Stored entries
══════
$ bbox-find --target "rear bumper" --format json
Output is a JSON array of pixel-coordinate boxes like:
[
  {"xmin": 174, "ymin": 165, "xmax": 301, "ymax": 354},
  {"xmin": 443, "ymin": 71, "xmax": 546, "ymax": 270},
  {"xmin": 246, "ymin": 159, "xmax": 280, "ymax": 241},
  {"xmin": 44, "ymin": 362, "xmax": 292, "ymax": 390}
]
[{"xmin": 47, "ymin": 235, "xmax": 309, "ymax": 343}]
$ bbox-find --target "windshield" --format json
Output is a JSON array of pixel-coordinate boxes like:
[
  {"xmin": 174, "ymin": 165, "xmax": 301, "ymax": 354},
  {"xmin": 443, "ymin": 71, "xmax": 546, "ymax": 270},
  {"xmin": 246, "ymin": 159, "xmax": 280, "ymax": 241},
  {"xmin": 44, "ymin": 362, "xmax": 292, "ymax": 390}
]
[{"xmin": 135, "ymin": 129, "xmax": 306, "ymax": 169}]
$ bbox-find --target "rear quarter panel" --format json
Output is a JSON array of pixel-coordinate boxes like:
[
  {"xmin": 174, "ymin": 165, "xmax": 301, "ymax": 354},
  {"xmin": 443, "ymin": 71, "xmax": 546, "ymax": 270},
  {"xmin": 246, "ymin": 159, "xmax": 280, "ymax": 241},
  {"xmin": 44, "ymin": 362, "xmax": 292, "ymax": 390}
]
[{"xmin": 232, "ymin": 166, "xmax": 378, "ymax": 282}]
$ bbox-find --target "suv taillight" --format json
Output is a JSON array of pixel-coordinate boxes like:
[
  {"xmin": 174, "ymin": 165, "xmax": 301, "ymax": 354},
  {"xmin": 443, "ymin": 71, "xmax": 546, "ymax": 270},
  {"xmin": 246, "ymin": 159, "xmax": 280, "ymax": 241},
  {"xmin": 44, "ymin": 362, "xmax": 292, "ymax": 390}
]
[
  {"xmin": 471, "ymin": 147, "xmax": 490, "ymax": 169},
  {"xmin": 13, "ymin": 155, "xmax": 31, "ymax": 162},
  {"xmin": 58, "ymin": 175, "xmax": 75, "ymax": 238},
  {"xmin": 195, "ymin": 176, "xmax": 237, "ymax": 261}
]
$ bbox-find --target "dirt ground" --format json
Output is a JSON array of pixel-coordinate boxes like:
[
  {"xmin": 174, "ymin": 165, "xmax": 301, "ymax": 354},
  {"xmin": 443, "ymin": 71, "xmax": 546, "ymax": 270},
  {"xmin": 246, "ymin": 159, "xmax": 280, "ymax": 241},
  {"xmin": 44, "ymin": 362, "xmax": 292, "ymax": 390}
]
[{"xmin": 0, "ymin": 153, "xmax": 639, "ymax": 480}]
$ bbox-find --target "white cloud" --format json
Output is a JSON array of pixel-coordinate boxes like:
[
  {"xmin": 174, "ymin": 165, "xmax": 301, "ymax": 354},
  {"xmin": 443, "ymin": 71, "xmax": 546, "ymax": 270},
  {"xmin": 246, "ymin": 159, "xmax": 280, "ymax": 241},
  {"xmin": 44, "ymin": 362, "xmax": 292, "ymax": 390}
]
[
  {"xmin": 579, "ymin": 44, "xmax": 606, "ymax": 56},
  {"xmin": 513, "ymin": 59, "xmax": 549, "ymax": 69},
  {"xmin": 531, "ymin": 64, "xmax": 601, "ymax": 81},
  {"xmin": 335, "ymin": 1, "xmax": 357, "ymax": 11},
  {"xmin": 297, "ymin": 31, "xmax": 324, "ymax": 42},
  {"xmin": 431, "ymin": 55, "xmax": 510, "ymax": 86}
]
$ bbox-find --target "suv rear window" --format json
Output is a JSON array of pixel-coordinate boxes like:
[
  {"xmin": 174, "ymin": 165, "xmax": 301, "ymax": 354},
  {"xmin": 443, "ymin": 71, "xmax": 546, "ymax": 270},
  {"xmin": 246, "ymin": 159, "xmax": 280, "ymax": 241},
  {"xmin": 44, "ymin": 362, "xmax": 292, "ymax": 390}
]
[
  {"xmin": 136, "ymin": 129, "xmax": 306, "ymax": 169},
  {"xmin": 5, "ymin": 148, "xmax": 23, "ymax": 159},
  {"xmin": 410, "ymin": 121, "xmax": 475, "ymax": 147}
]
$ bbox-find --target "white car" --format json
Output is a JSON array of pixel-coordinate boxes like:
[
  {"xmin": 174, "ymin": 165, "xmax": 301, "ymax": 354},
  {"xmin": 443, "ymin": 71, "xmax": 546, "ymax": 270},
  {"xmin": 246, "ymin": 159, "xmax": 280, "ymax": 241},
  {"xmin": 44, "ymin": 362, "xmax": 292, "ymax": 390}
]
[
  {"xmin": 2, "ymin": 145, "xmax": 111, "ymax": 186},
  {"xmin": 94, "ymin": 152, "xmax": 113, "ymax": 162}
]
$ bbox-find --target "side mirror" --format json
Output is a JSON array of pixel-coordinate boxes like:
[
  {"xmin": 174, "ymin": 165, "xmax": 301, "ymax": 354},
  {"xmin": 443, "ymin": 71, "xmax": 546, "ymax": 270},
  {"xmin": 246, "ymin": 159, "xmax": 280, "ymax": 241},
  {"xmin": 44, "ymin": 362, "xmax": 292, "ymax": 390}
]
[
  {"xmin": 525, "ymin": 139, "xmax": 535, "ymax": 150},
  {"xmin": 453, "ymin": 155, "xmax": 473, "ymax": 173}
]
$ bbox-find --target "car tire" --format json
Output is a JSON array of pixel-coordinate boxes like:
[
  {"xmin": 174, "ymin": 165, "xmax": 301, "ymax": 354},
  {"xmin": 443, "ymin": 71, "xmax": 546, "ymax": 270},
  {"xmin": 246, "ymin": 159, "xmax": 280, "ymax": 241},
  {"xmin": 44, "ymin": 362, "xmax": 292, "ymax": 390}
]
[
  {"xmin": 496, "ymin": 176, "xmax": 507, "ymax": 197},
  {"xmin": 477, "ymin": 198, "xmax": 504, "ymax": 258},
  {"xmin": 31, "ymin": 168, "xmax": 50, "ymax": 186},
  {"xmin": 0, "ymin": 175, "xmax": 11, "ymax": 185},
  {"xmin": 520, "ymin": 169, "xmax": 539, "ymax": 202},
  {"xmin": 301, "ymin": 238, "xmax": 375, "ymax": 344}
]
══════
— EXERCISE AIM —
Please return all lines from the records that hold the word "target".

— RESULT OF THIS TASK —
$ bbox-find --target "rear bumper" --format json
$ bbox-find --target "windshield" --format json
$ bbox-find --target "rear quarter panel" --format json
$ bbox-find --target "suv taillight" --format json
$ bbox-find --target "dirt ground" --format json
$ bbox-find --target "white cloud" --format json
$ bbox-find --target "suv rear window" --format json
$ bbox-find --target "white car" --format json
$ bbox-find --target "side mirror" --format json
$ bbox-find --target "car tire" --format json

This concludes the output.